Set problem a ::
According to the book reviews, which two authors wrote the book, and for which publication do they work?

Great Readable Summary of Recent Sociological Research

The authors, who are journalists by trade, do an excellent job of summarizing recent findings in the sociology of religion that are challenging the long held assertions of secularization theory. More importantly, this book is a good answer to Trinity College's American Religious Identification Study (ARIS)making big headlines recently. The ARIS Study claims that the number of "non-religious" (poorly defined) has doubled since 1990, reaching 15% of the US poplation. This result, based upon bad sampling methodology and poor interpretatin of open-ended questions, is at odds with nearly every other survey showing the "non-religious" (who are not atheist or agnostic) as hovering around 10% of the population give or take a percentage point or two. This book reviews some of the sociological findings supporting the thesis that religious activity is alive and well in the US and around the world. Moreover, they also pepper the book with interesting anecdotes and fun stories that make the book read more like a "human interest" story in the newspaper. This is a book well done by a bunch of British chaps who are supposedly more intelligent and secular than us rednecks across the pond!

Topical, perceptive, and well-written

This is the latest of several topical, perceptive, and well-written books by Micklethwait and Wooldridge of The Economist. They take on the difficult and complex subject of how religion and politics relate throughout the world, and they argue persuasively about the compatibility of modernity and religion in the twenty-first century. Their analysis of religion in America is particularly brilliant, certainly the best explanation I've read of the rise of Evangelicalism and the popularity of megachurches. As in their previous books, Micklethwait and Wooldridge write with a combination of erudition and wit - vignettes of places like the Golgotha Fun Park in Kentucky make God Is Back an enjoyable read. I can fault the book only for its lack of photographs and other illustrations.

Material for this task ::
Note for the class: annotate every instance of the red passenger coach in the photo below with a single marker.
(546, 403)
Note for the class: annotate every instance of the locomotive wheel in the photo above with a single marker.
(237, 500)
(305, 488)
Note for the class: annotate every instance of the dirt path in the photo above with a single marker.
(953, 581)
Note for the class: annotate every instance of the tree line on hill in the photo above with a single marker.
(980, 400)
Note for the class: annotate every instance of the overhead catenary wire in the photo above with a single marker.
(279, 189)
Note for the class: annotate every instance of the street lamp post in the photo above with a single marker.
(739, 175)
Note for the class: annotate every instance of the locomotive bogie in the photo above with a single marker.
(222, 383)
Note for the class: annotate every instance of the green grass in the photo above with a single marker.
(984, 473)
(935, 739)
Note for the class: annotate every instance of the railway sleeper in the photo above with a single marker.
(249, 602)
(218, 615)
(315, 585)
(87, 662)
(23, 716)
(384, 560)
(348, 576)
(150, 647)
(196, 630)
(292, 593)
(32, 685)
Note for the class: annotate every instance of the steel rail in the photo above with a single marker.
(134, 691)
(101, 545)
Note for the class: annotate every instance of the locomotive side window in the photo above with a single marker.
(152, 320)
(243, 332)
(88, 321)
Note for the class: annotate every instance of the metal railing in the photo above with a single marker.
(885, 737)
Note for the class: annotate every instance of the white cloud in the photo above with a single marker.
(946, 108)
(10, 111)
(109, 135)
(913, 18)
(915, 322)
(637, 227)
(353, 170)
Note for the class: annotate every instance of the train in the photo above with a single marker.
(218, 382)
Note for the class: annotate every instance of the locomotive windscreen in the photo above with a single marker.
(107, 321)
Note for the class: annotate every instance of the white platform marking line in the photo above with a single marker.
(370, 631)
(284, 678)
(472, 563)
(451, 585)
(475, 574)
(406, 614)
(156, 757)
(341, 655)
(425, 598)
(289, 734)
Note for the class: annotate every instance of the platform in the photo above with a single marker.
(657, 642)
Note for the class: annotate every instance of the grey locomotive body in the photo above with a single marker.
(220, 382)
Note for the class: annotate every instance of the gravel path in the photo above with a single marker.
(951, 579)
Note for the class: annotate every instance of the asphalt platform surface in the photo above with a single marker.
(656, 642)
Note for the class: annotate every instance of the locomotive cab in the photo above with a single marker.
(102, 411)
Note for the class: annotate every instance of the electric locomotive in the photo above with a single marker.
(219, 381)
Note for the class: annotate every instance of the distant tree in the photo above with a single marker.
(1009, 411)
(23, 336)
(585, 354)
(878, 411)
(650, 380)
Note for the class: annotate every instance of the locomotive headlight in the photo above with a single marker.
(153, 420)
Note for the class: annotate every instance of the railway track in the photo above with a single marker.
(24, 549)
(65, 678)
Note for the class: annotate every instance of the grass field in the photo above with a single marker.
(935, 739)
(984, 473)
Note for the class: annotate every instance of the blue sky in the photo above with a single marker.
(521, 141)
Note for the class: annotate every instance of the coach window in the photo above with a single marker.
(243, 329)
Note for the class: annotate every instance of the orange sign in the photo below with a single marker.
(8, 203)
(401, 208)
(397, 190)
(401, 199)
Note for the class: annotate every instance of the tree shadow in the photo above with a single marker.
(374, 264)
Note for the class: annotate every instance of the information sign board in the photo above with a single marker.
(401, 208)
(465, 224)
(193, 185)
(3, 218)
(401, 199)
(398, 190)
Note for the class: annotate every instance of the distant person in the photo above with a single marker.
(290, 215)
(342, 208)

Set problem b ::
Rewrite the part of the entries that opens with the line containing "the distant person" and runs through the end of the entries, with "photo" replaced by "image" and nothing else altered.

Exercise solution a ::
Micklethwait and Wooldridge of The Economist.

Exercise solution b ::
Note for the class: annotate every instance of the distant person in the image above with a single marker.
(290, 215)
(342, 208)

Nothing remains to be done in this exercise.